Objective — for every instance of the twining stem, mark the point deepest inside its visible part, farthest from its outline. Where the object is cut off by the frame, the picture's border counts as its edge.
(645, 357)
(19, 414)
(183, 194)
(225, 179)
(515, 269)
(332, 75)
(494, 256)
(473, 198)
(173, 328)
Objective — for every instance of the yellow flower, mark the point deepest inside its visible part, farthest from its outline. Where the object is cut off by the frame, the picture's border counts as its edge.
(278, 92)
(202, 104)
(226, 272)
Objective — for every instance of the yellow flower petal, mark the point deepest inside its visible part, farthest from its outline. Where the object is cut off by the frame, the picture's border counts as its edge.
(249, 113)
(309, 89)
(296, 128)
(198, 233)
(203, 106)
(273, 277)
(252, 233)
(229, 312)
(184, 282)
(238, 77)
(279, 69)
+===+
> **Task statement**
Reproduce the stretch of data from the line containing "Objective — for every instance of the yellow flower petal, mark" through the end of the data, substituting "boundary" for "outline" and leaving everything else unchanged.

> **Expected output**
Objective — for every instance of the yellow flower petal, mark the point deepest inside its visible part, farthest from its boundary. Where the object is cut off by the frame, the picture's border counts as its edge.
(249, 113)
(309, 89)
(296, 128)
(198, 233)
(203, 106)
(273, 277)
(252, 233)
(229, 312)
(184, 282)
(238, 77)
(279, 69)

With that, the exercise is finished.